[Annotated coordinate records]
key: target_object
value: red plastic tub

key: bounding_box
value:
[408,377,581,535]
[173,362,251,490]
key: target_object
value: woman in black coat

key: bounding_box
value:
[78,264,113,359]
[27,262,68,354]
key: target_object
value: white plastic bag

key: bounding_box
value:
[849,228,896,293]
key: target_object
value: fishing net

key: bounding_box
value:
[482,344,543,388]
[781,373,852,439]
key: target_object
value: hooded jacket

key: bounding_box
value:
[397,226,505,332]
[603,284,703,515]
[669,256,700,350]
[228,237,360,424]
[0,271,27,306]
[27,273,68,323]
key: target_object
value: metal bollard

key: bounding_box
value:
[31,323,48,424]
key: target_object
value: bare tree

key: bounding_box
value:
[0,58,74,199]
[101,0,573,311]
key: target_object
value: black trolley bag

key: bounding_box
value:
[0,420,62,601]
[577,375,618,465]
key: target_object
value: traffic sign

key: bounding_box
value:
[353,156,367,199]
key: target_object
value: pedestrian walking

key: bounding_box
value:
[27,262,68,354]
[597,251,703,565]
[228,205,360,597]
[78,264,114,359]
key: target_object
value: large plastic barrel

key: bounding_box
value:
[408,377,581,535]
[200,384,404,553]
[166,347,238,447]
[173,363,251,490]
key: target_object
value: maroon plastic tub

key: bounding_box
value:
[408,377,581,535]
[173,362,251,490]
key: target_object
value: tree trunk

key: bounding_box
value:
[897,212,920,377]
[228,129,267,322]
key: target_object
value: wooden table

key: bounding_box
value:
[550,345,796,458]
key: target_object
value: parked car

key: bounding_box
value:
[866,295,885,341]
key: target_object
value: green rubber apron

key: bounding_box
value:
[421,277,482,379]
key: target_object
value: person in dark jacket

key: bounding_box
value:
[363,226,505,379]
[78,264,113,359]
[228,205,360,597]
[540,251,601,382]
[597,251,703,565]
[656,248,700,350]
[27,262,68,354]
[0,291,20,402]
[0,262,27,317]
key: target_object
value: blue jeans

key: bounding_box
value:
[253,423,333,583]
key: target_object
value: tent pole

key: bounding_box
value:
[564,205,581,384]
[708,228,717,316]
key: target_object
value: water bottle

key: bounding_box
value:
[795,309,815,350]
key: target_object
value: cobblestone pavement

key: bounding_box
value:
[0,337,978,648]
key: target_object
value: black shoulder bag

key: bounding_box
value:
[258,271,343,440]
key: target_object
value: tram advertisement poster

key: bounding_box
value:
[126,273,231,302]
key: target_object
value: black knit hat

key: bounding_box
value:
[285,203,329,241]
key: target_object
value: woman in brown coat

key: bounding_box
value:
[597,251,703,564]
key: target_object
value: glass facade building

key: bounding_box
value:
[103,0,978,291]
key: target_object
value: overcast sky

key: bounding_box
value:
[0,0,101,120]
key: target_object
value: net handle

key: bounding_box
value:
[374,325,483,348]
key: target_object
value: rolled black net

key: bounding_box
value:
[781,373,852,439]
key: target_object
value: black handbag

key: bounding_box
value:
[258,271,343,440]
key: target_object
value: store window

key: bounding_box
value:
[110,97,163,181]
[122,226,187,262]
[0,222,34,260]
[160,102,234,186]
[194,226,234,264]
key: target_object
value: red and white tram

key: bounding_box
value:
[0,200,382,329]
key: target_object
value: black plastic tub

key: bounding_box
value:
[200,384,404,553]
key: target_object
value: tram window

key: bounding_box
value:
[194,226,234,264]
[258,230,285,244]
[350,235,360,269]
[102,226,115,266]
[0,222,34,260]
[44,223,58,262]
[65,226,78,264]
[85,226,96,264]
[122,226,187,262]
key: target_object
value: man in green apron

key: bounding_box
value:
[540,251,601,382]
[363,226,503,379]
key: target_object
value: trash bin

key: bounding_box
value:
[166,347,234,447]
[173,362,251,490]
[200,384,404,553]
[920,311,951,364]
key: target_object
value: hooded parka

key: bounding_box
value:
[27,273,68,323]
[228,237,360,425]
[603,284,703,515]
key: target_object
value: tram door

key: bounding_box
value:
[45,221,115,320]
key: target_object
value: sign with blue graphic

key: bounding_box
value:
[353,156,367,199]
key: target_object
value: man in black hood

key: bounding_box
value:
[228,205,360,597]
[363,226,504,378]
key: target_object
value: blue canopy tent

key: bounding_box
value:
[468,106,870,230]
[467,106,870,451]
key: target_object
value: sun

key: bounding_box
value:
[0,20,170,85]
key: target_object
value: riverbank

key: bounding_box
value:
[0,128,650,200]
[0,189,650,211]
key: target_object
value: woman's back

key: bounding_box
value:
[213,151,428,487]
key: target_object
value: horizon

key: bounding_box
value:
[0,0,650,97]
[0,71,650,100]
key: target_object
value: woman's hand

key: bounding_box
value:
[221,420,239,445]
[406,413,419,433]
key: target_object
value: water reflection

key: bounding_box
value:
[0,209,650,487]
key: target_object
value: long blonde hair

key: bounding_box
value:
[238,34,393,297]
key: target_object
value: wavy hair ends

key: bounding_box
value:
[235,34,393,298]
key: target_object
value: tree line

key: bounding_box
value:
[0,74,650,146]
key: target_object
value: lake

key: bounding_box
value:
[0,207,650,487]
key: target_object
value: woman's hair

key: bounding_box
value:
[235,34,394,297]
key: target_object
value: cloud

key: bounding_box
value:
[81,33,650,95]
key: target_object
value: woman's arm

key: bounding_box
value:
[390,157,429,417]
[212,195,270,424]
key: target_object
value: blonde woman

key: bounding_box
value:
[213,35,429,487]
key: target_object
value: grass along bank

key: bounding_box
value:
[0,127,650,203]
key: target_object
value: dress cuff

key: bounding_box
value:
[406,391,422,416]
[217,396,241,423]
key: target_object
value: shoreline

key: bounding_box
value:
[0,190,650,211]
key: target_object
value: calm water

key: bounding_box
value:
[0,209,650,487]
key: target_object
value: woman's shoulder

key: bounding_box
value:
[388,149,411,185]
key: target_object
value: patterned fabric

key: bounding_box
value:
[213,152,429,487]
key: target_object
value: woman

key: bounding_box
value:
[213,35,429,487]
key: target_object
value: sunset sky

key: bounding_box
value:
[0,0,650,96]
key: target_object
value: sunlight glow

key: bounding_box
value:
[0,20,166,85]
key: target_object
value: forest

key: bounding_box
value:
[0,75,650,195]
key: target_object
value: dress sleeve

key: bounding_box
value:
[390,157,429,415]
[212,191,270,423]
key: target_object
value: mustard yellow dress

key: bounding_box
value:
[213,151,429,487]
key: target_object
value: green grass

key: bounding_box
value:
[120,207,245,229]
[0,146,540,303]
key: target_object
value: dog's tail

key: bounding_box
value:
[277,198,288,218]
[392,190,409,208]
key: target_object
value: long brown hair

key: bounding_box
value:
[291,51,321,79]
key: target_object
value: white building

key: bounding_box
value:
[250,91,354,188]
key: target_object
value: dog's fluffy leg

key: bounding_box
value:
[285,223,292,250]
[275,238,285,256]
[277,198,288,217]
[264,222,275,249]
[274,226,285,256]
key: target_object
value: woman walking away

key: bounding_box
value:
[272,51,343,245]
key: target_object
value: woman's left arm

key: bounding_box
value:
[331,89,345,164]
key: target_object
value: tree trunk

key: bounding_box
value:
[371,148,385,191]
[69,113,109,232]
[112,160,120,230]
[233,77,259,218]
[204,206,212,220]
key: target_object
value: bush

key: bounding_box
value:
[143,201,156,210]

- **EXERCISE**:
Pick out every line in the data that contains the word "woman".

- **REPLY TO THE TASK**:
value: woman in black coat
value: woman in brown coat
value: woman's back
value: woman's hand
value: woman's hair
value: woman's arm
value: blonde woman
value: woman's shoulder
value: woman
value: woman walking away
value: woman's left arm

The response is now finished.